Ausgangstext
+ + +
Ergebnisse: 1. soziale Kosten: Direkte Lasten durch Blindheit entstehen durch die Zahlung von Blindenpflegegeld.
Hochgerechnet aufgrund bayerischer Zahlen ergibt sich, dass bundesweit derzeit jährlich
etwa eine Milliarde DM am Blindengeld gezahlt wird. Die jährliche Steigerungsrate
des Blindengeldes liegt in Bayern bei ca. 6%. Durch Frühberentung von Sehbehinderten
entstehen indirekte soziale Kosten. Ein Prozent (ca. 2000) aller frühberenteten Arbeitnehmer
werden wegen Augenleiden aus dem Arbeitsprozeß genommen.
2. Rehabilitation: Der großen Zahl von neuen Erblindungen (≈ 17000) und Sehbehinderungen (≈ 50000) jährlich
steht nur eine vergleichsweise geringe Zahl von ca. 12000 (jährlich) durchgeführten
Rehabilitationsmaßnahmen bei Augenerkrankungen gegenüber. Für alte Sehbehinderte und
Blinde (über 65 Jahre), die über 60% der Betroffenen stellen, wird Rehabilitation
fast nicht angeboten: nur 800 Maßnahmen entfallen auf diese Gruppe. Die Versorgung
Sehbehinderter mit vergrößernden Sehhilfen erscheint noch lückenhaft. Nur etwa 60%
der bayerischen Augenärzte passen solche Hilfmittel nach Abrechnungsdaten der Kassenärztlichen
Vereinigung an. Anhand von Gutachtenmaterial der eigenen Klinik konnte festgestellt
werden, dass die außerhalb (meist von Optikern) angepassten Hilfsmittel in etwa der
Hälfte der Fälle nicht befürwortet werden konnten. Besonders häfig wurde em zu stark
vergrö ßerndes Hilfsmittel gewählt.
Schlußfolgerungen: Die steigende Zahl an blinden und sehbehinderten (alten) Menschen erfordert vermehrte
Anstrengungen zur Rehabilitation der Betroffenen. In der Augenheilkunde bedürfen die
vergrößernden Sehhilfen vermehrter Aufmerksamkeit; im Hinblick auf die Kassen wäre
eine leistungsgerechtere Honorierung der Anpassung vergrößernder Sehhilfen wünschenswert.
+ + +
Gespeicherte Einträge
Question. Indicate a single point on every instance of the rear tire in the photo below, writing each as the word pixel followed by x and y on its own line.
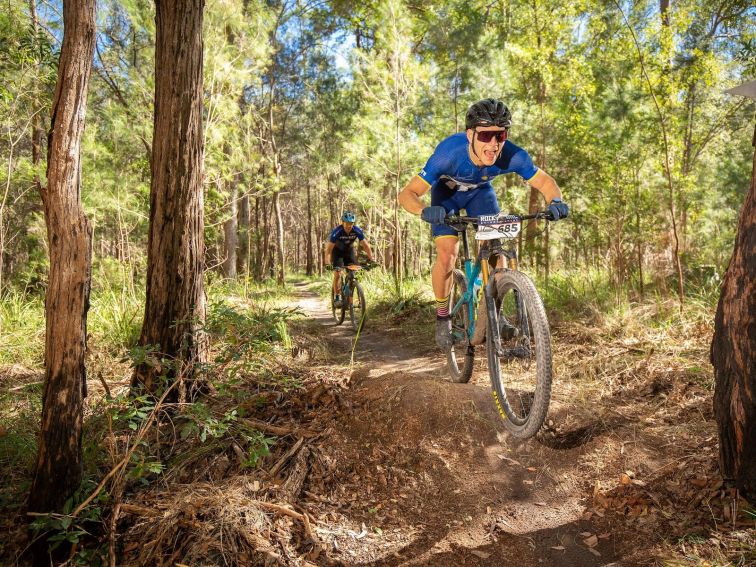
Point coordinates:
pixel 357 308
pixel 524 361
pixel 460 356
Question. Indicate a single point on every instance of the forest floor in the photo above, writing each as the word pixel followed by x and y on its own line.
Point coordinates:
pixel 379 459
pixel 624 473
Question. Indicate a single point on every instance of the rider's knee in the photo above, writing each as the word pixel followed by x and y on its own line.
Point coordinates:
pixel 446 259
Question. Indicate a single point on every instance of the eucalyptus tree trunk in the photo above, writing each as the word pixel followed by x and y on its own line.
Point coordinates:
pixel 242 258
pixel 281 272
pixel 733 355
pixel 58 468
pixel 175 308
pixel 230 232
pixel 309 239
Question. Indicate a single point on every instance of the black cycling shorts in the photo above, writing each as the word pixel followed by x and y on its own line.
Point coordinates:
pixel 341 258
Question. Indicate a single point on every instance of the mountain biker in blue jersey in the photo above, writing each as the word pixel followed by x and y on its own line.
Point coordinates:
pixel 458 176
pixel 340 250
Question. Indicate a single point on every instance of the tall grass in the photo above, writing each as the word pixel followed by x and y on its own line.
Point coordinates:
pixel 22 329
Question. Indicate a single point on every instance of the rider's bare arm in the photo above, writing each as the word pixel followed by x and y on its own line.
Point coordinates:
pixel 329 249
pixel 409 197
pixel 366 247
pixel 546 185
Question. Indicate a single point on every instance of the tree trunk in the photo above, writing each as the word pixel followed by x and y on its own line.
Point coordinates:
pixel 308 242
pixel 733 355
pixel 175 308
pixel 281 274
pixel 242 258
pixel 230 233
pixel 58 467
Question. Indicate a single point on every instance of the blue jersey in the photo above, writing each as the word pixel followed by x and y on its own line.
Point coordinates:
pixel 451 166
pixel 343 239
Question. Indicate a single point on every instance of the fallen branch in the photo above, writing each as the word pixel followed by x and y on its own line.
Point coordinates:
pixel 276 429
pixel 289 454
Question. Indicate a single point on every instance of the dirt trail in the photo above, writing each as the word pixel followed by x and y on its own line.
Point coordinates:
pixel 424 471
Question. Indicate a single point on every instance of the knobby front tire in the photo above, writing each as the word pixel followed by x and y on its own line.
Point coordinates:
pixel 521 371
pixel 460 356
pixel 357 308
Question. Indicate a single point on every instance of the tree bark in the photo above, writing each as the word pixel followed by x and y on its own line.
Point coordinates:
pixel 733 355
pixel 242 258
pixel 308 242
pixel 58 467
pixel 281 273
pixel 175 308
pixel 230 233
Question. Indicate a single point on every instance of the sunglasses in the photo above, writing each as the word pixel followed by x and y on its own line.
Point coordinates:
pixel 488 135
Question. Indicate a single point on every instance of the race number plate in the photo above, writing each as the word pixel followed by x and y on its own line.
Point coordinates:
pixel 497 226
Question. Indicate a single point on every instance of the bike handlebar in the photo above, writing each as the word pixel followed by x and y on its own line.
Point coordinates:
pixel 540 215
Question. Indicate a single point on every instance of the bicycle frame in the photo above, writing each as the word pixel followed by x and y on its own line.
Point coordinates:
pixel 472 269
pixel 347 277
pixel 480 267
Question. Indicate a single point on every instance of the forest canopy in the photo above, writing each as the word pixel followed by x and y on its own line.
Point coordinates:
pixel 333 105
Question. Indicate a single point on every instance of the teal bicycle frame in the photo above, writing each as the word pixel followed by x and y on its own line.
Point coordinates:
pixel 480 268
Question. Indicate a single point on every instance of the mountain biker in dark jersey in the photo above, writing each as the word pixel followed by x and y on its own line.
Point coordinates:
pixel 340 250
pixel 458 175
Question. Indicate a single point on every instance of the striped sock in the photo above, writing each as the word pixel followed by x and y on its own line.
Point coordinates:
pixel 442 307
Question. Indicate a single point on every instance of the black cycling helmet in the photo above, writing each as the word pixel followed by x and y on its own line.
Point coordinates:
pixel 488 112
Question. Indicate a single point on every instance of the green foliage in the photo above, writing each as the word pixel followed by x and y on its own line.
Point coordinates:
pixel 201 422
pixel 22 329
pixel 58 529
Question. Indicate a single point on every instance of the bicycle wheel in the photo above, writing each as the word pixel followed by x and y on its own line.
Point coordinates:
+ + +
Aufgabenliste
1. Schreiben Sie aus dem Ausgangstext die Passage ab, die mit "Hochgerechnet aufgrund bayerischer" beginnt und sich bis "dem Arbeitsprozeß genommen." erstreckt.
2. Nennen Sie bitte alle Zahlen, die der Ausgangstext im Abschnitt „2. Rehabilitation“ ausdrücklich als jährliche Werte angibt, jeweils mit dem, was sie zählen.

Lösungen der Aufgaben
1.
Hochgerechnet aufgrund bayerischer Zahlen ergibt sich, dass bundesweit derzeit jährlich
etwa eine Milliarde DM am Blindengeld gezahlt wird. Die jährliche Steigerungsrate
des Blindengeldes liegt in Bayern bei ca. 6%. Durch Frühberentung von Sehbehinderten
entstehen indirekte soziale Kosten. Ein Prozent (ca. 2000) aller frühberenteten Arbeitnehmer
werden wegen Augenleiden aus dem Arbeitsprozeß genommen.

2.
- ≈ 17000 neue Erblindungen
- ≈ 50000 neue Sehbehinderungen
- ca. 12000 durchgeführte Rehabilitationsmaßnahmen bei Augenerkrankungen